**Provided records:**
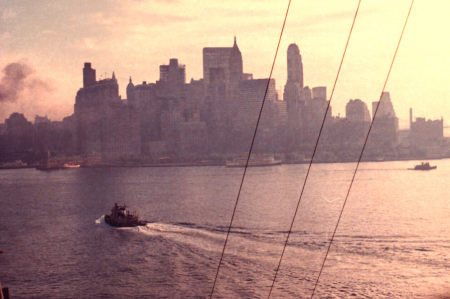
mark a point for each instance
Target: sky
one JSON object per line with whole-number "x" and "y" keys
{"x": 43, "y": 45}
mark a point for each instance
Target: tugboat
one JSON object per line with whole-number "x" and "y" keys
{"x": 121, "y": 217}
{"x": 424, "y": 166}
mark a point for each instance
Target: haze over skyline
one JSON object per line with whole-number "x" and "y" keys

**Exercise goal:** Reproduce the data above word for word, leaving out the pictures.

**Result:**
mark a point for each instance
Target: sky
one JSON object per line with whole-number "x" and "y" keys
{"x": 43, "y": 45}
mark a point for each instance
Target: tugboat
one JSON object per line with whole-number "x" and "y" keys
{"x": 121, "y": 217}
{"x": 424, "y": 166}
mark a point for each instance
Target: haze over skyline
one JSON object per line with whole-number "x" and "y" keys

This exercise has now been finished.